*Selected text*.

○ ○ ○ ○

Uh-oh! Lady Ga-ga forgot her meat shield. |
Let me start by saying that tanking is most likely the most difficult of roles. It is also the role with the most potential to really shine. Tanks have had the most difficult of stat balances to obtain. The little details of placement, and how to effectively use utility abilities like interrupts adds a lot of complexity. And then the very aware tanks who can assess problems arising and defuse them can really put a shine on a tank's reputation. On top of this, tanks are sort of the de facto leaders of almost any sized WoW group.
I won't pretend to tell you guys how to do all that, but I will try and help guide around the margins of what could make you look bad.
I'll also put forward my belief that there are "tanks" in WoW and then there are "noobs who want a fast track through the LFG queue and think tanking is as easy as pew pew." I hope I have a few things to say to both groups, but I hope the "tanks" are not offended.
Tank Priorities
1. Hold aggro on the bad guys
2. Stay alive.

○ ○ ○ ○

[Data items]

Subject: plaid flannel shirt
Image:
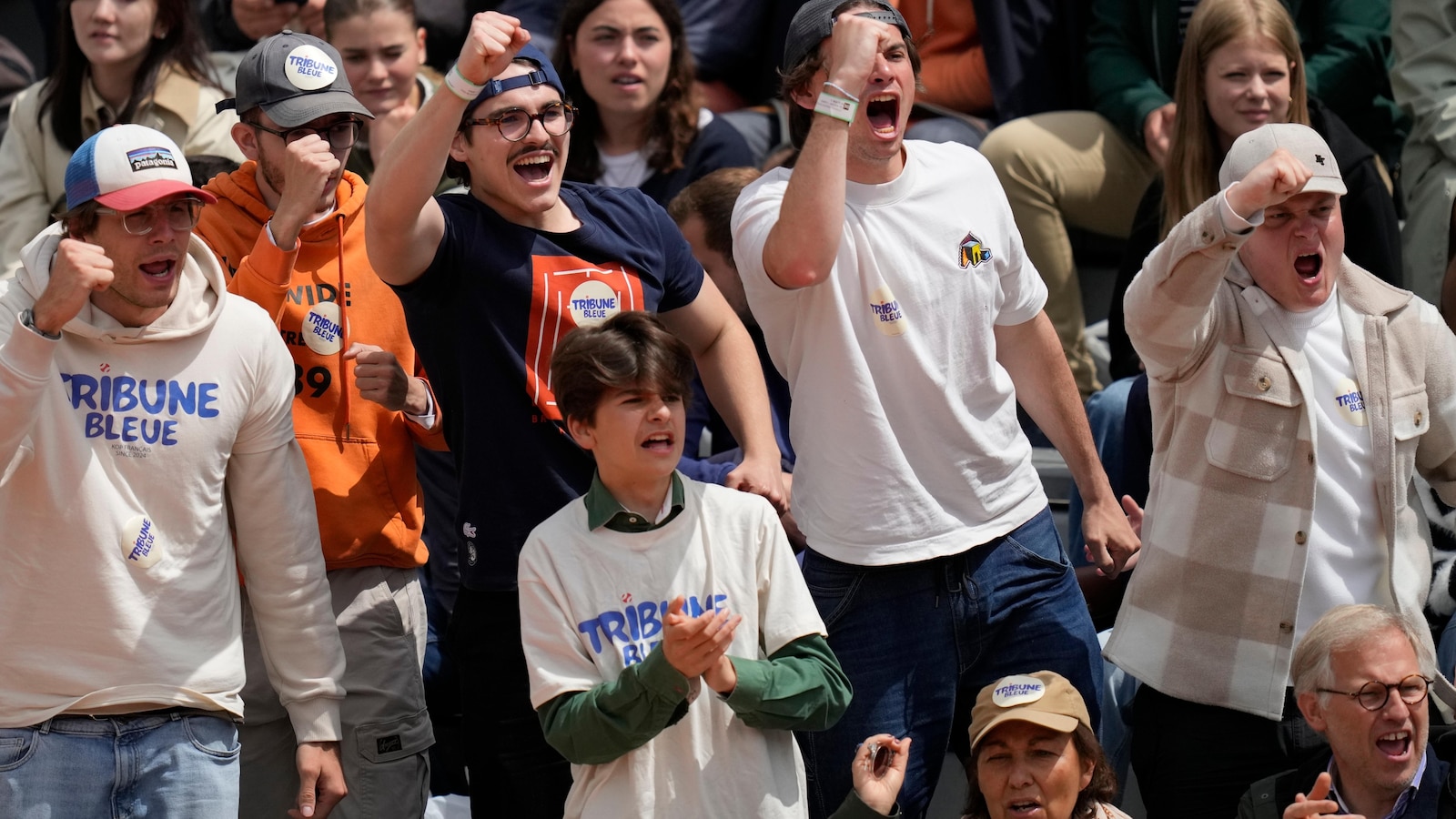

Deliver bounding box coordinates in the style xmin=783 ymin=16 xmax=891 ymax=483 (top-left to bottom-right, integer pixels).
xmin=1107 ymin=192 xmax=1456 ymax=719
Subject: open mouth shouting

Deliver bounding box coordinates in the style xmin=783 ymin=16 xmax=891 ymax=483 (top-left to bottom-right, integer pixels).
xmin=1374 ymin=730 xmax=1410 ymax=763
xmin=642 ymin=430 xmax=674 ymax=455
xmin=1294 ymin=254 xmax=1325 ymax=283
xmin=511 ymin=148 xmax=556 ymax=185
xmin=864 ymin=93 xmax=900 ymax=138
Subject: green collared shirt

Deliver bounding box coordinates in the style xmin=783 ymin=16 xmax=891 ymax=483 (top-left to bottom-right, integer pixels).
xmin=581 ymin=470 xmax=682 ymax=532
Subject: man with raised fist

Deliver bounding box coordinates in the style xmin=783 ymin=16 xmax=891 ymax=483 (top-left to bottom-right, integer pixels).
xmin=0 ymin=126 xmax=345 ymax=819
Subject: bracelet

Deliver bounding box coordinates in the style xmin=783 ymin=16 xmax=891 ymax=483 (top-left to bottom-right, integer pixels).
xmin=446 ymin=64 xmax=485 ymax=102
xmin=824 ymin=80 xmax=859 ymax=102
xmin=20 ymin=308 xmax=61 ymax=341
xmin=814 ymin=90 xmax=859 ymax=123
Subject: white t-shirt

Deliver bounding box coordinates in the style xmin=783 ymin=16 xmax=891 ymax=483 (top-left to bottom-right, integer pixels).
xmin=520 ymin=480 xmax=824 ymax=819
xmin=1274 ymin=293 xmax=1393 ymax=645
xmin=733 ymin=141 xmax=1060 ymax=565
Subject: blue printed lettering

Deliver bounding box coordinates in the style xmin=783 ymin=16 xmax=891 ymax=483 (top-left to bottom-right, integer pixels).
xmin=167 ymin=379 xmax=197 ymax=415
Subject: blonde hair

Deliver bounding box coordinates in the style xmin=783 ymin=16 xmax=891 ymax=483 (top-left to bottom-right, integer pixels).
xmin=1162 ymin=0 xmax=1309 ymax=238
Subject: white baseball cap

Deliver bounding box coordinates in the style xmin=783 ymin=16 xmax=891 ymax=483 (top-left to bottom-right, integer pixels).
xmin=66 ymin=123 xmax=217 ymax=211
xmin=1218 ymin=123 xmax=1347 ymax=197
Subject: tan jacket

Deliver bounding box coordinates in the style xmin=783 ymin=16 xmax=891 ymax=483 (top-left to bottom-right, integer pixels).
xmin=1107 ymin=194 xmax=1456 ymax=719
xmin=0 ymin=63 xmax=243 ymax=278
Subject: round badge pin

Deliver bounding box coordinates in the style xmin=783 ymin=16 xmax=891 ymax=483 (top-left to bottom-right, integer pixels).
xmin=566 ymin=278 xmax=622 ymax=327
xmin=282 ymin=46 xmax=339 ymax=90
xmin=303 ymin=301 xmax=344 ymax=356
xmin=121 ymin=514 xmax=162 ymax=569
xmin=992 ymin=674 xmax=1046 ymax=708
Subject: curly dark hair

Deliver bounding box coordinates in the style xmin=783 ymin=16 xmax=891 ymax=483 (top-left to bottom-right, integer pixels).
xmin=551 ymin=0 xmax=697 ymax=182
xmin=36 ymin=0 xmax=217 ymax=150
xmin=963 ymin=726 xmax=1117 ymax=819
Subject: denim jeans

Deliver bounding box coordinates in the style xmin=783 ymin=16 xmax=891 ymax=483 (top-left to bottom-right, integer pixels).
xmin=798 ymin=510 xmax=1102 ymax=819
xmin=0 ymin=710 xmax=240 ymax=819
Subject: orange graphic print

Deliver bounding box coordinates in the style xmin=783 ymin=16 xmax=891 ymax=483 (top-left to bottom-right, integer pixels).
xmin=526 ymin=257 xmax=646 ymax=421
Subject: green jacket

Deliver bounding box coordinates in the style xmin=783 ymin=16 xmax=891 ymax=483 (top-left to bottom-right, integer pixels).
xmin=1087 ymin=0 xmax=1410 ymax=167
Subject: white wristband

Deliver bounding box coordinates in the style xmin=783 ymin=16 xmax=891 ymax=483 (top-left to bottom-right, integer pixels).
xmin=446 ymin=66 xmax=485 ymax=102
xmin=814 ymin=90 xmax=859 ymax=123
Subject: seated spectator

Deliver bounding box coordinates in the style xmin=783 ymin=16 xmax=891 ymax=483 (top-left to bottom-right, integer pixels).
xmin=520 ymin=312 xmax=850 ymax=819
xmin=832 ymin=672 xmax=1128 ymax=819
xmin=981 ymin=0 xmax=1403 ymax=398
xmin=1390 ymin=0 xmax=1456 ymax=328
xmin=555 ymin=0 xmax=753 ymax=206
xmin=1239 ymin=606 xmax=1456 ymax=819
xmin=0 ymin=0 xmax=243 ymax=278
xmin=1105 ymin=124 xmax=1456 ymax=819
xmin=323 ymin=0 xmax=454 ymax=194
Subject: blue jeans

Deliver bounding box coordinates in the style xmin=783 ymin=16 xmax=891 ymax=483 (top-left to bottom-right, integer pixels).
xmin=0 ymin=710 xmax=240 ymax=819
xmin=796 ymin=510 xmax=1102 ymax=819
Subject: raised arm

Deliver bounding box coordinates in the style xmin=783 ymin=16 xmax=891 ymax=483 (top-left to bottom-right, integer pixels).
xmin=366 ymin=12 xmax=531 ymax=284
xmin=757 ymin=15 xmax=898 ymax=289
xmin=661 ymin=277 xmax=788 ymax=513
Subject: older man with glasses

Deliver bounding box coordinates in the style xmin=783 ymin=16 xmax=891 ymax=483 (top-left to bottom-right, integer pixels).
xmin=198 ymin=32 xmax=444 ymax=817
xmin=1239 ymin=605 xmax=1456 ymax=819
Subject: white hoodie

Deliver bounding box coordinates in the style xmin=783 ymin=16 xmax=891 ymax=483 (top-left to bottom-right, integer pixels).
xmin=0 ymin=226 xmax=344 ymax=742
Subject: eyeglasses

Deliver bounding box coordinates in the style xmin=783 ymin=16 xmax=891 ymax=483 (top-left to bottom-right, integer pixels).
xmin=461 ymin=102 xmax=577 ymax=143
xmin=96 ymin=197 xmax=202 ymax=236
xmin=248 ymin=119 xmax=364 ymax=150
xmin=1315 ymin=673 xmax=1431 ymax=711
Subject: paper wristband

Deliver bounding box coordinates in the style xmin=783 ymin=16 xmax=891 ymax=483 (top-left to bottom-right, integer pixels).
xmin=814 ymin=92 xmax=859 ymax=123
xmin=446 ymin=66 xmax=485 ymax=102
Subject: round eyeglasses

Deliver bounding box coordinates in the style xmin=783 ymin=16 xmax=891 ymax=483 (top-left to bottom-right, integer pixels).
xmin=461 ymin=102 xmax=577 ymax=143
xmin=96 ymin=197 xmax=202 ymax=236
xmin=1315 ymin=673 xmax=1431 ymax=711
xmin=248 ymin=119 xmax=364 ymax=150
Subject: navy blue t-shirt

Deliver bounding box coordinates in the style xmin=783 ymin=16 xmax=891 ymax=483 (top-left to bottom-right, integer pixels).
xmin=395 ymin=182 xmax=703 ymax=591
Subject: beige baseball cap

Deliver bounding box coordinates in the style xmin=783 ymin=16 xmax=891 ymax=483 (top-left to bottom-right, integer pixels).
xmin=971 ymin=672 xmax=1092 ymax=752
xmin=1218 ymin=123 xmax=1347 ymax=197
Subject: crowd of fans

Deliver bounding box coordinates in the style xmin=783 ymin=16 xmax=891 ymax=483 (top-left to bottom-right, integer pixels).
xmin=0 ymin=0 xmax=1456 ymax=819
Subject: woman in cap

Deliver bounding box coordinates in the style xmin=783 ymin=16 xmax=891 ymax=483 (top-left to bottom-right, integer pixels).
xmin=832 ymin=672 xmax=1130 ymax=819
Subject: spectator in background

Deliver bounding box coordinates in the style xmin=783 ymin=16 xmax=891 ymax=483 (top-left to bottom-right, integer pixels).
xmin=1390 ymin=0 xmax=1456 ymax=325
xmin=555 ymin=0 xmax=753 ymax=206
xmin=1239 ymin=605 xmax=1456 ymax=819
xmin=0 ymin=0 xmax=243 ymax=277
xmin=667 ymin=167 xmax=804 ymax=551
xmin=323 ymin=0 xmax=454 ymax=194
xmin=981 ymin=0 xmax=1405 ymax=398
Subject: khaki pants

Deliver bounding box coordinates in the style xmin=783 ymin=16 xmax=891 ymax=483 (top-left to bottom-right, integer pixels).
xmin=981 ymin=111 xmax=1158 ymax=399
xmin=238 ymin=567 xmax=435 ymax=819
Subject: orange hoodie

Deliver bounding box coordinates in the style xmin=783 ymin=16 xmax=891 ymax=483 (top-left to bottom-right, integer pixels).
xmin=197 ymin=162 xmax=444 ymax=569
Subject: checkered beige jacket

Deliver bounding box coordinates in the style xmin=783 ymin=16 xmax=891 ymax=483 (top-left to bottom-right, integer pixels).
xmin=1107 ymin=194 xmax=1456 ymax=719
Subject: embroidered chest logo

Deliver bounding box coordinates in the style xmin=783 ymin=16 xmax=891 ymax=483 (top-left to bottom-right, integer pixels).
xmin=961 ymin=233 xmax=992 ymax=268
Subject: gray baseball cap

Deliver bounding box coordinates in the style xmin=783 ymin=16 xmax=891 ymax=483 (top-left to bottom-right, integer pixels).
xmin=217 ymin=29 xmax=374 ymax=128
xmin=784 ymin=0 xmax=912 ymax=73
xmin=1218 ymin=123 xmax=1347 ymax=197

○ ○ ○ ○

*Short problem 1*.
What does the tanking guide list as the first tank priority?
*Short problem 2*.
Write the next part of the tanking guide, picking up after its last line.

*Task result 1*.
Hold aggro on the bad guys.

*Task result 2*.
3. Put the bad guys in the best place to be killed
4. Use utility abilities to the party's benefit
5. Save the healer
6. Save the DPS
Items one and two are mostly done long before a tank arrives at a dungeon. It's the stat balance I referred to earlier. Yes, there is a certain amount of skill in deploying your abilities, but showing up in the best possible gear with the best possible enhancements is 90% of your battle. And, while survivability is extremely important, you ought to have a healer who makes your health one of their top priorities, which should leave a little more space for you to worry about controlling the monsters.
I can't stress enough how important placement is for mobs. Go too close to CC'd mobs and there's trouble. Tank with your back to the party and somebody with a cone attack is going to fry your group. Triangulating the course adds will take when rushing into a fight can make all the difference in your ability to deal with them. This is what bothers me so much about tanks who charge into a pack of mobs without ever looking back: they have forfeited the ability to really control where the monsters go. All of this had very little importance in Lich King dungeons but is quite essential now.
Things to Do
1. Use CC.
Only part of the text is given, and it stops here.